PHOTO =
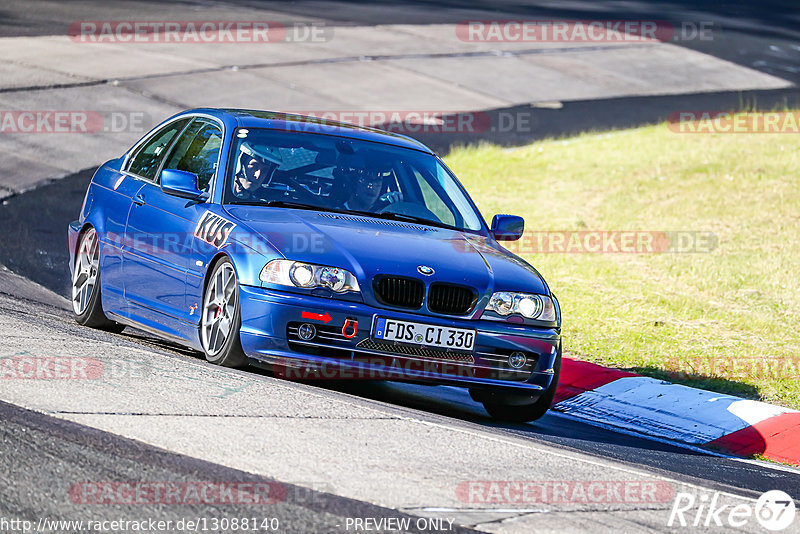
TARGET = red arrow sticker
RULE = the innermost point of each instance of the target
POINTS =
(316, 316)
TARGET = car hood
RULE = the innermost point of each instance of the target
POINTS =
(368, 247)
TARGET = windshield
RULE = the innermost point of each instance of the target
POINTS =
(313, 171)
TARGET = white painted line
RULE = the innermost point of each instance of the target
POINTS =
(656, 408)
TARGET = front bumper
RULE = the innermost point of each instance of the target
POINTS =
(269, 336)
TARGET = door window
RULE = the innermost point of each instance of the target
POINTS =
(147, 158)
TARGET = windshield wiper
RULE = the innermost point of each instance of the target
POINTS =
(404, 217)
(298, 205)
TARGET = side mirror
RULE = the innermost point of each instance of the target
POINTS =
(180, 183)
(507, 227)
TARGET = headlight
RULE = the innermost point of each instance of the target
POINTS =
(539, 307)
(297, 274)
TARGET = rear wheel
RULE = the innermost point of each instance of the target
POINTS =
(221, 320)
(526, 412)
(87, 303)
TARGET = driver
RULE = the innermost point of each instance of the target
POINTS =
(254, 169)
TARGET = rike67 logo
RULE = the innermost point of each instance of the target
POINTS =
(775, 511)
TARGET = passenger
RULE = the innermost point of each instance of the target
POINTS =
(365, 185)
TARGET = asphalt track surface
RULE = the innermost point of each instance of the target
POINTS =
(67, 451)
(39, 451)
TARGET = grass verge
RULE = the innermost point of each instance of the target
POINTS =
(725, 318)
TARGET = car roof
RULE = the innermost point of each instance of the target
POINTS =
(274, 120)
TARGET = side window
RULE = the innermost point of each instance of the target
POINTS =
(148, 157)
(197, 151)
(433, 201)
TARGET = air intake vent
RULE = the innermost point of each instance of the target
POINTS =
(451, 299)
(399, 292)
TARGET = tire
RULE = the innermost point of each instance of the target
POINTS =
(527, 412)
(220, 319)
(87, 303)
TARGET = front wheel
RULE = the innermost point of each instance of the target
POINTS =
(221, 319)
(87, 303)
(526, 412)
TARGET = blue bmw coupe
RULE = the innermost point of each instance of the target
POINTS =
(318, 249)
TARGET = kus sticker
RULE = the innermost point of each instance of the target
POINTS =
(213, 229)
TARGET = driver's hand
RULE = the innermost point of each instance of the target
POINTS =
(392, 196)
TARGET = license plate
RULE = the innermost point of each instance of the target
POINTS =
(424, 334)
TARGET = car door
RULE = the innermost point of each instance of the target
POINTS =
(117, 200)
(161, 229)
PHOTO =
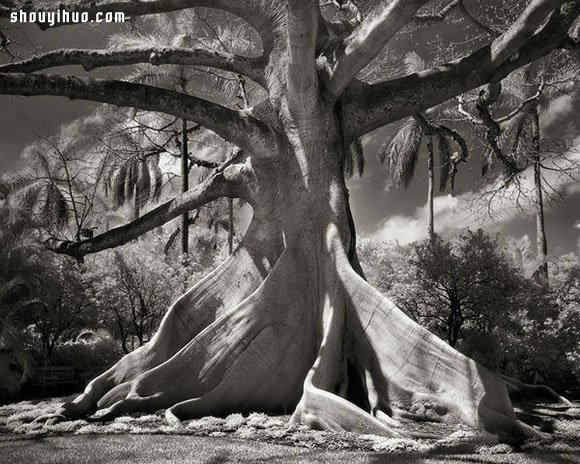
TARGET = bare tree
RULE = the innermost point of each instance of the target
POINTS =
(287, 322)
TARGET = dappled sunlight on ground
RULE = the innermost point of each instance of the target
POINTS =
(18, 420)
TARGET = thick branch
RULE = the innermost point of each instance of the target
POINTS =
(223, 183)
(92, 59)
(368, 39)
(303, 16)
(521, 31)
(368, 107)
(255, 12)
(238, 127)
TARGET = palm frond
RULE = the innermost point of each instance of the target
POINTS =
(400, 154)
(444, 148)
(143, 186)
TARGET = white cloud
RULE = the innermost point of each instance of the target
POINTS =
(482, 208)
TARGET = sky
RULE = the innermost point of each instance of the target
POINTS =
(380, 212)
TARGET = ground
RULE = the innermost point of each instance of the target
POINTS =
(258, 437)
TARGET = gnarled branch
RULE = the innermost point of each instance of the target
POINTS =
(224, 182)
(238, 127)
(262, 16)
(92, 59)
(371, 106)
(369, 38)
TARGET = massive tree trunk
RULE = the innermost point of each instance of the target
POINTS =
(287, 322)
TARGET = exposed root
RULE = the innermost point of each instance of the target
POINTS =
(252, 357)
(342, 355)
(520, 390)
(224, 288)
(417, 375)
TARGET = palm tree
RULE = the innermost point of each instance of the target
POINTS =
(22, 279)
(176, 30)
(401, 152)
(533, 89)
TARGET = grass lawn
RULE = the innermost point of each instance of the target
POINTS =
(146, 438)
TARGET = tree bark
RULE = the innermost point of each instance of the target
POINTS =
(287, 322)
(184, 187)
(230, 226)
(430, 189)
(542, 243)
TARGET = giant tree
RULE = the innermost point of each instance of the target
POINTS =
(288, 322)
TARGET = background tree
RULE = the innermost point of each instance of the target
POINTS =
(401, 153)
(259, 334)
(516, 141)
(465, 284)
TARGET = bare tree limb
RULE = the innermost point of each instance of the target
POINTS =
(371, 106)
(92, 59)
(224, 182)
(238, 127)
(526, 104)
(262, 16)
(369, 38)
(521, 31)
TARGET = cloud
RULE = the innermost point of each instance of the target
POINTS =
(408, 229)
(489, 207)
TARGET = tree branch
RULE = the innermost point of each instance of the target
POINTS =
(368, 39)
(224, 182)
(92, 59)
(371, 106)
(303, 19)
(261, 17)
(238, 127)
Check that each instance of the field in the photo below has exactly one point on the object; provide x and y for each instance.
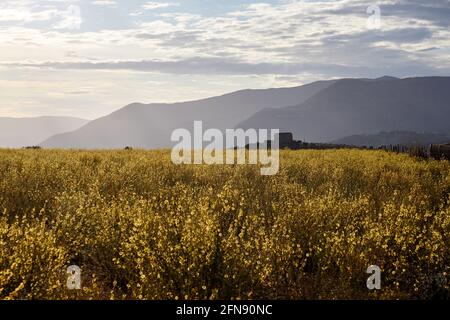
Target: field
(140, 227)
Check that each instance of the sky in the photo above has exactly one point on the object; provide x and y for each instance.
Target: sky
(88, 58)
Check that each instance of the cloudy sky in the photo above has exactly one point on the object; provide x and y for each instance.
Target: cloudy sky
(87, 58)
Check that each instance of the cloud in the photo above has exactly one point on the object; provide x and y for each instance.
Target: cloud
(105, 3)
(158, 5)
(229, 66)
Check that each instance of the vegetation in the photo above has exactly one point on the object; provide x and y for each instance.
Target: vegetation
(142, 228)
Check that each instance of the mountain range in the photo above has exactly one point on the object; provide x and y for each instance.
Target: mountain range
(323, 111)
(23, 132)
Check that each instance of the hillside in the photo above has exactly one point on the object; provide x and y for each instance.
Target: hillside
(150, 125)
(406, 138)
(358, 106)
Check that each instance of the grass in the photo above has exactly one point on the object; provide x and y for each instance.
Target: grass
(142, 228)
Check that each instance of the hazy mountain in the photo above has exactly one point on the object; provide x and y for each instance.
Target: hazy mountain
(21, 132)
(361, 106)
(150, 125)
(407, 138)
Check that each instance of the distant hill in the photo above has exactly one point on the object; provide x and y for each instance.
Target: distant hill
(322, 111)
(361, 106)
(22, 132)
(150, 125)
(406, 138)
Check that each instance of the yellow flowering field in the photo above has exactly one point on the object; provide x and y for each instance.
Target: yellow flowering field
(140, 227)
· · · · ·
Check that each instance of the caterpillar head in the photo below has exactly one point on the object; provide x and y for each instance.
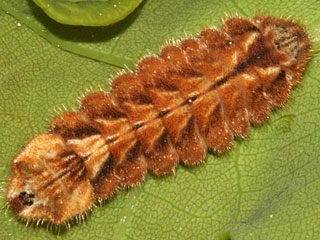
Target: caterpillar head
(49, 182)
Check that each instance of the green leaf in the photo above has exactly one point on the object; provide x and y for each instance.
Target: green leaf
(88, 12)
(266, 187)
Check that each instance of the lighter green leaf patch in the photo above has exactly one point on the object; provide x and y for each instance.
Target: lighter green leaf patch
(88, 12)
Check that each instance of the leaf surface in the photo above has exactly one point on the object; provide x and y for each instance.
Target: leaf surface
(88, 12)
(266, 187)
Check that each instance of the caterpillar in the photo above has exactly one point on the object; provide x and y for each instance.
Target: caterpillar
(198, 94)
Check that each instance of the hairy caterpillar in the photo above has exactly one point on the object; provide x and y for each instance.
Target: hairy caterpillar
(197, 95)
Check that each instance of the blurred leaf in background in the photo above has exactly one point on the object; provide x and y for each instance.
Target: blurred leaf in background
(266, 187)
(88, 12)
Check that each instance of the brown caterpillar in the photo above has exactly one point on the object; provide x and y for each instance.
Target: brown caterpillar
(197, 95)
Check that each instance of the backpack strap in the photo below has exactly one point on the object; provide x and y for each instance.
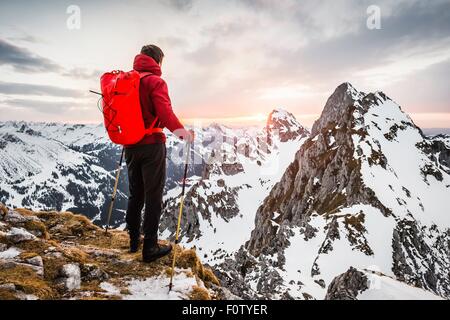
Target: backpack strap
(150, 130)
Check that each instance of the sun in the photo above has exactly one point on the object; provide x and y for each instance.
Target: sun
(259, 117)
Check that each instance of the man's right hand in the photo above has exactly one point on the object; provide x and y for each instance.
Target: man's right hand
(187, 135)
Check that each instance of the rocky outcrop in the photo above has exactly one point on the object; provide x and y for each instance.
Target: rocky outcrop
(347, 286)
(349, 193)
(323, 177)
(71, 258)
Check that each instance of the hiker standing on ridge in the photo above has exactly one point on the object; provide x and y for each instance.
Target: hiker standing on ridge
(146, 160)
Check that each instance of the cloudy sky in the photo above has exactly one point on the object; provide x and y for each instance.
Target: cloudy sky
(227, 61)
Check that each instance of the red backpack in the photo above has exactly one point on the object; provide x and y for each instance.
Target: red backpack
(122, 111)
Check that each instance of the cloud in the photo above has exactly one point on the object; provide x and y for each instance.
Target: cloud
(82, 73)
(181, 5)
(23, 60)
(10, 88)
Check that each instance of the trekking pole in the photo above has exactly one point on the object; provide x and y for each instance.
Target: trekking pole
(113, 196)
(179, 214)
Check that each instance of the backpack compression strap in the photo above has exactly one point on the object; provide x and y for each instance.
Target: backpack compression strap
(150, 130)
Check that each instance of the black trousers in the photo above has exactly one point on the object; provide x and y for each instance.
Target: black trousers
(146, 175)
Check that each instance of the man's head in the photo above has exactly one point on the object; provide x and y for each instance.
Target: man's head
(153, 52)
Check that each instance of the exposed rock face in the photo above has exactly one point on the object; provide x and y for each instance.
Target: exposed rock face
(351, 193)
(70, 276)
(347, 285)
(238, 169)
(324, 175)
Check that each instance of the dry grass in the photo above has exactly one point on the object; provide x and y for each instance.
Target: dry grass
· · · · ·
Exercise: Check every line above for the word "white" and copy those that have it.

Response below:
TARGET = white painted line
TARGET = white cloud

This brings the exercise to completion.